### Task objective
Transcribe every one of the following records line by line, changing no character.

= = = =

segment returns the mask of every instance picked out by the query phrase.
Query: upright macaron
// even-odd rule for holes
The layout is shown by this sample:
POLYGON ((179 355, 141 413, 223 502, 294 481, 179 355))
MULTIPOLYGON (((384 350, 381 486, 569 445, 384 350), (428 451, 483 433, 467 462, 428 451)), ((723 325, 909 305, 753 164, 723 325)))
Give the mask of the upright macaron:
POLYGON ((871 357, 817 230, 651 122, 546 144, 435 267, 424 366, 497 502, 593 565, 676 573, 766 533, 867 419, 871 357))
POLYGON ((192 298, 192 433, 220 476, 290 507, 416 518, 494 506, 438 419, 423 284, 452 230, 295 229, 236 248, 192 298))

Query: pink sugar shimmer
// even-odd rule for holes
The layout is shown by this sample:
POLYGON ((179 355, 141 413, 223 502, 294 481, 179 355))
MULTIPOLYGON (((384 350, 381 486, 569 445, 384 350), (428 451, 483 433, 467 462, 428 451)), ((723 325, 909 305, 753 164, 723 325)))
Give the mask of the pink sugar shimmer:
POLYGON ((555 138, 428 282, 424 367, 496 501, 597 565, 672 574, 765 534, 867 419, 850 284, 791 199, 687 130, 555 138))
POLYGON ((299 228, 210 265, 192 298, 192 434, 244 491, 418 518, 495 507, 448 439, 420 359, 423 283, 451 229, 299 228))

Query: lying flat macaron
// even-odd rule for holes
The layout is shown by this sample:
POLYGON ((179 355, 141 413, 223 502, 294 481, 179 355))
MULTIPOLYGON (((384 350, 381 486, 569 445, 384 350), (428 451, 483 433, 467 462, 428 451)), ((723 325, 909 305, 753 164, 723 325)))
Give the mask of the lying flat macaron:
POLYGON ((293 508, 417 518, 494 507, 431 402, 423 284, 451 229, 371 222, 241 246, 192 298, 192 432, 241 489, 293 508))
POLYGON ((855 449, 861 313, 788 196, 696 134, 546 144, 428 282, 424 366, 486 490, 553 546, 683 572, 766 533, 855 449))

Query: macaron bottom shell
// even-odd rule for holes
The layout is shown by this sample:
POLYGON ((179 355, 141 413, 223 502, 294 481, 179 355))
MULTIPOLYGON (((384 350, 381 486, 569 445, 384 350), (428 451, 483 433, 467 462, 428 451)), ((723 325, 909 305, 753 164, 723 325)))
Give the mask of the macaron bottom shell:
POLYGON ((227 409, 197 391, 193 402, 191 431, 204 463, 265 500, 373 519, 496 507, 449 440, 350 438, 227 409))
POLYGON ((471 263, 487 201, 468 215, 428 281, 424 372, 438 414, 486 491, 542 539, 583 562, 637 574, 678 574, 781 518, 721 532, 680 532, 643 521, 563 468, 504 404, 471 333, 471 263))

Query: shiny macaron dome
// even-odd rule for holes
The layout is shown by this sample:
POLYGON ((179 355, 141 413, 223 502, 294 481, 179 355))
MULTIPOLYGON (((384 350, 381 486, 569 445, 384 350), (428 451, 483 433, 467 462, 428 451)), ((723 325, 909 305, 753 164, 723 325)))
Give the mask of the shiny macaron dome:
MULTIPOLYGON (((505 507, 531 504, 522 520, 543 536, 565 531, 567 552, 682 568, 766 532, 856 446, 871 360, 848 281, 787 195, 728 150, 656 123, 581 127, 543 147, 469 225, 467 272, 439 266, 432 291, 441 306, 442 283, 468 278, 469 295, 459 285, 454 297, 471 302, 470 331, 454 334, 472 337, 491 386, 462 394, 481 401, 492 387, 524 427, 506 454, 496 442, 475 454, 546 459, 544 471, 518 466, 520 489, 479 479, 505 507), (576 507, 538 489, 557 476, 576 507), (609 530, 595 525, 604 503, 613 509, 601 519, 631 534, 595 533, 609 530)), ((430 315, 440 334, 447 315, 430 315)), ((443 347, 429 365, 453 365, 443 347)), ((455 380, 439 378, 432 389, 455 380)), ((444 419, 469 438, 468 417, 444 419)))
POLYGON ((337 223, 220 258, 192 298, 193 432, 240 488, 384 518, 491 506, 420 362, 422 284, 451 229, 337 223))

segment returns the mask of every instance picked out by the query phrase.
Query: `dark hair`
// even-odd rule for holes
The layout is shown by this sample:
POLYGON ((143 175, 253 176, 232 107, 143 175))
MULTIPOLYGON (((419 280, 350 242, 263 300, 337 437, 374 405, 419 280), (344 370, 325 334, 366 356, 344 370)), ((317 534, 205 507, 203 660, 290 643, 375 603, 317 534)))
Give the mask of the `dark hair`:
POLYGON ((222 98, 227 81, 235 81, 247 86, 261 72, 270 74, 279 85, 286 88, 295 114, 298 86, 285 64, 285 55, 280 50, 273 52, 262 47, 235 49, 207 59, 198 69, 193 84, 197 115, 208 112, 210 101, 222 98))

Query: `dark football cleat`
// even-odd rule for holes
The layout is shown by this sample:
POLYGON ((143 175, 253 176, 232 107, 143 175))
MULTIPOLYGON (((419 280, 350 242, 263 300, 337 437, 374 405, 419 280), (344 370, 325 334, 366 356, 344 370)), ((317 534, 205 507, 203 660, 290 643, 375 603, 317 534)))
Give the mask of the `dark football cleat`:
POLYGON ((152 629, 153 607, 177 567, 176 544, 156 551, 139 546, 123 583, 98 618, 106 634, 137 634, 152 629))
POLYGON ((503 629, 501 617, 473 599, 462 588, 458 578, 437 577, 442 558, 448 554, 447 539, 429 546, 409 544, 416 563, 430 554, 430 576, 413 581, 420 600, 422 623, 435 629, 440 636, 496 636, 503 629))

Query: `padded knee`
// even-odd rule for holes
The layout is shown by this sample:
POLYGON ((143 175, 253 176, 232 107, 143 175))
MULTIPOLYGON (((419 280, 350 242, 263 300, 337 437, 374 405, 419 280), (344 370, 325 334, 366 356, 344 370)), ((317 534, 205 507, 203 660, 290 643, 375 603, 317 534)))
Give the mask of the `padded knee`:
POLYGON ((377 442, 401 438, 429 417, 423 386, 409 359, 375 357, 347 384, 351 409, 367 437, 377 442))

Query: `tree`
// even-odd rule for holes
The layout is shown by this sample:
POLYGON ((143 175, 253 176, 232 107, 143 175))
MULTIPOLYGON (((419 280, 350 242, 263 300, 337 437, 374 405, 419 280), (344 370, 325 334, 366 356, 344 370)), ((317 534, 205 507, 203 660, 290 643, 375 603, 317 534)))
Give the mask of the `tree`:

= = = =

### The result
segment returns the mask of every instance picked out by the query phrase.
Query: upright macaron
// even-odd rule for holes
The layout is shown by this sample:
POLYGON ((179 355, 141 413, 223 502, 294 481, 179 355))
MULTIPOLYGON (((384 350, 381 486, 569 445, 384 350), (428 451, 483 433, 467 462, 428 451)), ((723 325, 909 305, 753 164, 723 325)))
Give the mask of the upright macaron:
POLYGON ((871 357, 817 230, 651 122, 546 144, 435 267, 424 366, 497 502, 593 565, 676 573, 766 533, 867 419, 871 357))
POLYGON ((192 298, 192 433, 220 476, 290 507, 416 518, 494 506, 438 419, 423 284, 452 230, 295 229, 236 248, 192 298))

Query: pink sugar shimmer
// even-odd rule for holes
The layout is shown by this sample:
POLYGON ((179 355, 141 413, 223 502, 294 481, 179 355))
MULTIPOLYGON (((384 350, 381 486, 569 445, 384 350), (428 451, 483 433, 467 462, 428 451)), ((723 325, 909 305, 753 164, 723 325)))
Give the mask of the pink sugar shimmer:
POLYGON ((555 138, 428 282, 424 367, 496 501, 597 565, 672 574, 765 534, 867 419, 850 284, 791 199, 687 130, 555 138))
POLYGON ((299 228, 210 265, 192 298, 192 434, 244 491, 418 518, 495 507, 448 439, 420 359, 423 283, 451 229, 299 228))

Query: lying flat macaron
// even-odd rule for holes
The layout is shown by this sample:
POLYGON ((179 355, 141 413, 223 502, 294 481, 179 355))
MULTIPOLYGON (((384 350, 381 486, 569 445, 384 350), (428 451, 483 433, 467 462, 428 451)), ((723 325, 909 305, 753 164, 723 325)))
Give the mask of the lying flat macaron:
POLYGON ((293 508, 417 518, 494 507, 431 402, 423 284, 451 229, 371 222, 241 246, 192 298, 192 432, 241 489, 293 508))
POLYGON ((855 449, 861 313, 788 196, 696 134, 546 144, 428 282, 424 366, 486 490, 553 546, 683 572, 766 533, 855 449))

Query: macaron bottom shell
// even-odd rule for holes
The layout is shown by this sample:
POLYGON ((179 355, 141 413, 223 502, 294 481, 179 355))
MULTIPOLYGON (((384 350, 381 486, 569 445, 384 350), (428 451, 483 433, 467 462, 428 451)), ((723 325, 909 305, 753 164, 723 325)))
Give the mask of the macaron bottom shell:
POLYGON ((227 409, 197 391, 193 402, 191 431, 204 463, 265 500, 373 519, 496 507, 449 440, 350 438, 227 409))
POLYGON ((471 263, 487 201, 468 215, 428 281, 424 372, 438 414, 486 491, 542 539, 583 562, 637 574, 678 574, 781 518, 721 532, 680 532, 643 521, 563 468, 504 404, 471 333, 471 263))

Query: shiny macaron dome
// even-odd rule for holes
The layout is shown by this sample:
POLYGON ((179 355, 141 413, 223 502, 294 481, 179 355))
MULTIPOLYGON (((384 350, 381 486, 569 445, 384 350), (428 451, 483 433, 467 462, 428 451)), ((723 325, 909 305, 753 164, 723 325)))
Give the mask of the shiny macaron dome:
MULTIPOLYGON (((505 507, 531 504, 522 520, 543 536, 565 531, 567 552, 682 568, 766 532, 856 446, 871 360, 848 281, 787 195, 728 150, 656 123, 581 127, 543 147, 469 225, 467 272, 439 266, 432 291, 441 306, 442 283, 468 278, 469 295, 459 285, 454 297, 471 302, 470 331, 454 334, 472 337, 491 386, 462 394, 481 401, 492 387, 524 427, 506 454, 496 442, 475 454, 546 459, 544 471, 518 466, 520 489, 479 479, 505 507), (576 507, 538 489, 557 476, 576 507), (609 530, 595 525, 604 503, 613 509, 601 519, 631 534, 595 533, 609 530)), ((430 315, 440 334, 447 315, 430 315)), ((443 347, 429 365, 453 365, 443 347)), ((455 380, 439 378, 432 389, 455 380)), ((444 419, 469 438, 468 417, 444 419)))
POLYGON ((337 223, 220 258, 192 298, 193 432, 240 488, 384 518, 491 506, 420 362, 422 284, 451 229, 337 223))

segment returns the mask of every instance picked out by the query phrase.
Query: `dark hair`
// even-odd rule for holes
The layout is shown by this sample:
POLYGON ((143 175, 253 176, 232 107, 143 175))
MULTIPOLYGON (((419 280, 350 242, 263 300, 337 437, 374 405, 419 280), (344 370, 325 334, 366 356, 344 370)), ((317 534, 205 507, 203 660, 290 643, 375 603, 317 534)))
Give the mask of the `dark hair`:
POLYGON ((222 98, 227 81, 235 81, 247 86, 261 72, 270 74, 279 85, 286 88, 295 114, 298 86, 285 64, 285 55, 280 50, 273 52, 262 47, 235 49, 207 59, 198 69, 193 84, 197 115, 208 112, 210 101, 222 98))

Query: `dark football cleat`
// even-odd rule for holes
The layout is shown by this sample:
POLYGON ((143 175, 253 176, 232 107, 143 175))
MULTIPOLYGON (((419 280, 350 242, 263 300, 337 437, 374 405, 419 280), (344 370, 325 334, 366 356, 344 370)), ((317 534, 205 507, 203 660, 290 643, 375 603, 317 534)))
Give the mask of the `dark football cleat`:
POLYGON ((152 629, 153 607, 177 567, 176 544, 156 551, 139 546, 123 583, 98 618, 106 634, 137 634, 152 629))
POLYGON ((503 629, 501 617, 473 599, 462 588, 458 578, 437 577, 442 558, 448 554, 447 539, 429 546, 409 544, 416 563, 430 554, 430 576, 413 581, 420 600, 422 623, 435 629, 440 636, 496 636, 503 629))

Query: `padded knee`
// even-odd rule for holes
The layout is shown by this sample:
POLYGON ((143 175, 253 176, 232 107, 143 175))
MULTIPOLYGON (((419 280, 350 242, 263 300, 337 437, 374 405, 419 280), (344 370, 325 334, 366 356, 344 370)), ((317 534, 205 507, 203 660, 290 643, 375 603, 317 534)))
Give the mask of the `padded knee`:
POLYGON ((377 442, 401 438, 429 417, 423 386, 409 359, 375 357, 347 384, 351 409, 367 437, 377 442))

Query: `tree`
// even-odd rule for holes
The layout is shown by this sample:
POLYGON ((143 175, 253 176, 232 107, 143 175))
MULTIPOLYGON (((419 280, 350 242, 263 300, 337 437, 374 405, 419 280), (344 370, 325 334, 366 356, 344 370)), ((317 534, 205 507, 203 660, 290 643, 375 603, 317 534)))
Give the mask of the `tree`:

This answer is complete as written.